Gujarat BoardEnglish MediumSTD 12 ScienceMathsThree Dimensional Geometry1 Mark
MCQ
Assertion (A): The lines $\vec{r}=\vec{a}_1+\lambda \vec{b}_1$ and $\vec{r}=\vec{a}_2+\mu \vec{b}_2$ are perpendicular, when $\vec{b}_1 \cdot \vec{b}_2=0$.
Reason (R): The angle $\theta$ between the lines $\vec{r}=\vec{a}_1+\lambda \vec{b}_1$ and $\vec{r}=\vec{a}_2+\mu \vec{b}_2$ is given by $\cos \theta=\frac{\vec{b}_1 \cdot \vec{b}_2}{\left|\vec{b}_1\right|\left|\vec{b}_2\right|}$.
  • A
    Both Assertion (A) and Reason (R) are true and Reason (R) is the correct explanation of Assertion (A).

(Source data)
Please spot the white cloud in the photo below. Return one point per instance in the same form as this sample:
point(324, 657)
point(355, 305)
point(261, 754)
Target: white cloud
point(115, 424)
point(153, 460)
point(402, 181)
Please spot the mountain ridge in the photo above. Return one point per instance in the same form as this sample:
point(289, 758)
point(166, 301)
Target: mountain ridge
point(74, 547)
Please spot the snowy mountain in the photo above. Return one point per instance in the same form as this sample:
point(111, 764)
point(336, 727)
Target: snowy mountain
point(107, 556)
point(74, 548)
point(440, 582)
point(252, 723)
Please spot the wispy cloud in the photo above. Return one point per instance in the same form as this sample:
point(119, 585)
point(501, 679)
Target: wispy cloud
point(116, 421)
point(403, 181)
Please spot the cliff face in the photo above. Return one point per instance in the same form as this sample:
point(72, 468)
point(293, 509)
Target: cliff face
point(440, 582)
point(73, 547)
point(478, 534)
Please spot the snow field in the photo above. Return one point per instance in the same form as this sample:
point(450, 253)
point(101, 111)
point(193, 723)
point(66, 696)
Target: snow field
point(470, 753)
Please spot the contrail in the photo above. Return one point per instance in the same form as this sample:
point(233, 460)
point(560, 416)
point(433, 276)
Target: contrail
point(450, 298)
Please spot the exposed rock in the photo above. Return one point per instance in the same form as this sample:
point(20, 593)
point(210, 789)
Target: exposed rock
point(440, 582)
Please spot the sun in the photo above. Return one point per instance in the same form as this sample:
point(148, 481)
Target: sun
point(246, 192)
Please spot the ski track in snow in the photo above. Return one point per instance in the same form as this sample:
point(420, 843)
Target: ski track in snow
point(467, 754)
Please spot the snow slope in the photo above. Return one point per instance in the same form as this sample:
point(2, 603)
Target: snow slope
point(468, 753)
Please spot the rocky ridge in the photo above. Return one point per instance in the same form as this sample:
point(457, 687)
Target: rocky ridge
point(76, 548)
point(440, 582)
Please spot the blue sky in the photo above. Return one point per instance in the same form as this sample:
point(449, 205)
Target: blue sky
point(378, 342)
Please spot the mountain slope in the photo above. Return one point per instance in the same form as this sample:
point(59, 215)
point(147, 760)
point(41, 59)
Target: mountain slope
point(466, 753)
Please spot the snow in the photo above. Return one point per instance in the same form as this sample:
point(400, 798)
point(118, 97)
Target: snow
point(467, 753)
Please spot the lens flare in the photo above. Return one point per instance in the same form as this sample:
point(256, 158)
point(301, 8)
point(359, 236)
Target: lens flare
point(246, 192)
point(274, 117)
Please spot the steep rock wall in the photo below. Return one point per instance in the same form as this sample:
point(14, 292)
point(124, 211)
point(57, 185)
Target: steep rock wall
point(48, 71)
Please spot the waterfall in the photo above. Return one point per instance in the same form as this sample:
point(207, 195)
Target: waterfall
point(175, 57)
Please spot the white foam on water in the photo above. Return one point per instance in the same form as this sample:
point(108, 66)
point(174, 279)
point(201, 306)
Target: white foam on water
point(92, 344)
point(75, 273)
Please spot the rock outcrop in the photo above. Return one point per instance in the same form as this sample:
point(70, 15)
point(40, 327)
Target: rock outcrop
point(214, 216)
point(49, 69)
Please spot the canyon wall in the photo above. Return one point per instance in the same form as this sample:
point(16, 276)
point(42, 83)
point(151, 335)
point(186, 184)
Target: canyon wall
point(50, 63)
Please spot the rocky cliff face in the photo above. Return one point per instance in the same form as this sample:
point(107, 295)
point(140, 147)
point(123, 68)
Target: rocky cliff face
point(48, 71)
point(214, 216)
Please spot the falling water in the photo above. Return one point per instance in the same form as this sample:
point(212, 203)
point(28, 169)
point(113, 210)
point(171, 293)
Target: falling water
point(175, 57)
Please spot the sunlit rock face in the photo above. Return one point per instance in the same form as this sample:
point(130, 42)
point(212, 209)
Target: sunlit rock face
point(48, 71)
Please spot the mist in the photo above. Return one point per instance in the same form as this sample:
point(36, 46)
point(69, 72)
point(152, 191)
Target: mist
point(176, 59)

**Required actions:**
- A) Please print the part of the geometry question that begins at the words "Reason (R): The" and stops after the words "of Assertion (A).".
- B) Output the lines of the listing exactly, beginning at its first line and stopping after the line that has "point(74, 547)".

**Answers in order:**
- A)
Reason (R): The angle $\theta$ between the lines $\vec{r}=\vec{a}_1+\lambda \vec{b}_1$ and $\vec{r}=\vec{a}_2+\mu \vec{b}_2$ is given by $\cos \theta=\frac{\vec{b}_1 \cdot \vec{b}_2}{\left|\vec{b}_1\right|\left|\vec{b}_2\right|}$.
  • A
    Both Assertion (A) and Reason (R) are true and Reason (R) is the correct explanation of Assertion (A).

- B)
Please spot the white cloud in the photo below. Return one point per instance in the same form as this sample:
point(324, 657)
point(355, 305)
point(261, 754)
Target: white cloud
point(115, 424)
point(153, 460)
point(402, 181)
Please spot the mountain ridge in the photo above. Return one point per instance in the same form as this sample:
point(289, 758)
point(166, 301)
Target: mountain ridge
point(74, 547)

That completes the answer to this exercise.